§ **ページ抜粋**
=-=-=
WOMEN'S DEMOCRATIC JOURNAL femin

  • HOME
  • >
  • ふぇみんの書評

ふぇみんの書評

肥満と飢餓世界フード・ビジネスの不幸のシステム

ラジ・パテル 著/佐久間智子 訳

  • 肥満と飢餓 世界フード・ビジネスの不幸のシステム
  • ラジ・パテル 著/佐久間智子 訳/作品社
  • 出版社:作品社 価格:2,600円
 今、世界では10億人が飢え、10億人が肥満に苦しむ。肥満は飽食の意味ではなく、貧困層が脂肪と糖分の多い加工食品を食べた結果、心疾患や糖尿病などにかかることを表す。貧困地域には健康に良い野菜や果物を売る店は少なく、ファストフードの店が多いのだそうだ。
=-=-=
§ **やること**
書評にある「今、世界では10億人が飢え、10億人が肥満に苦しむ。」という一文を英語に訳すこと。 これらのエントリは書評とは関係がない。

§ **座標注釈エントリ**
=-=-=
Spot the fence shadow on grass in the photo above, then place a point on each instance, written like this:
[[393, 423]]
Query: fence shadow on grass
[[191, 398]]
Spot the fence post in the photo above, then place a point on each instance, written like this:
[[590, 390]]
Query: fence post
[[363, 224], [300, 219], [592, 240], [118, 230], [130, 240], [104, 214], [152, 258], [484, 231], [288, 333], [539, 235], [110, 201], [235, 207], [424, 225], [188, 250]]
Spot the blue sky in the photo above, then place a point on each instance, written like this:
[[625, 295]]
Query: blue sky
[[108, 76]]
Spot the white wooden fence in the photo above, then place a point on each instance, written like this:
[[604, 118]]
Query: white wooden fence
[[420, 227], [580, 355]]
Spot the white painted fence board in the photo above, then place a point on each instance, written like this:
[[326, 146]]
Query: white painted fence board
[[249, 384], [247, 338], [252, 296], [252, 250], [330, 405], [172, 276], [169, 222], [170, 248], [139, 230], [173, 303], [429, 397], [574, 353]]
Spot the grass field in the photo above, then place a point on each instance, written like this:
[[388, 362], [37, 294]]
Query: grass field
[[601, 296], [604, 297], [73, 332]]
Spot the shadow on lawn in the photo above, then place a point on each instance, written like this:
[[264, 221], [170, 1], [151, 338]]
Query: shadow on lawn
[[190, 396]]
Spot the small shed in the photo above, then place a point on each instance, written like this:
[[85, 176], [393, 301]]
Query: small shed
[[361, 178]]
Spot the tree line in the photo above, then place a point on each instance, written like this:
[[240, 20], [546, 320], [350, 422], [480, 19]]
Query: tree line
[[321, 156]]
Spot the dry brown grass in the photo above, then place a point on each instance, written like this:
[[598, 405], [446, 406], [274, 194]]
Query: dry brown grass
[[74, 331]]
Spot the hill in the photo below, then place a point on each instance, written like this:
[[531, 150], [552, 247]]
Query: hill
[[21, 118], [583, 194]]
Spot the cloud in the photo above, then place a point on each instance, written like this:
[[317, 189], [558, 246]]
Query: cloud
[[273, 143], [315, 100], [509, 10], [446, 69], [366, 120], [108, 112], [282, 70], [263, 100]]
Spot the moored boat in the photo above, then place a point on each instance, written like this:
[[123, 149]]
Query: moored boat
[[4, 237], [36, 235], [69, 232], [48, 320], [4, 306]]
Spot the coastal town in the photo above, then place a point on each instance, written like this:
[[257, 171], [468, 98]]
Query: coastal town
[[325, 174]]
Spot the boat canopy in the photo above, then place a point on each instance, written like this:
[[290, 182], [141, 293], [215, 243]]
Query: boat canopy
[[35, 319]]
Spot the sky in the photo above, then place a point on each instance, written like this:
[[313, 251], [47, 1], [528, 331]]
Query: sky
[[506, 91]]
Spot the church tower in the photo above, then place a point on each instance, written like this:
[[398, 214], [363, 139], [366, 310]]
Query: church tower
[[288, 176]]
=-=-=
§ **課題の解答**
Today, one billion people in the world go hungry, while one billion suffer from obesity.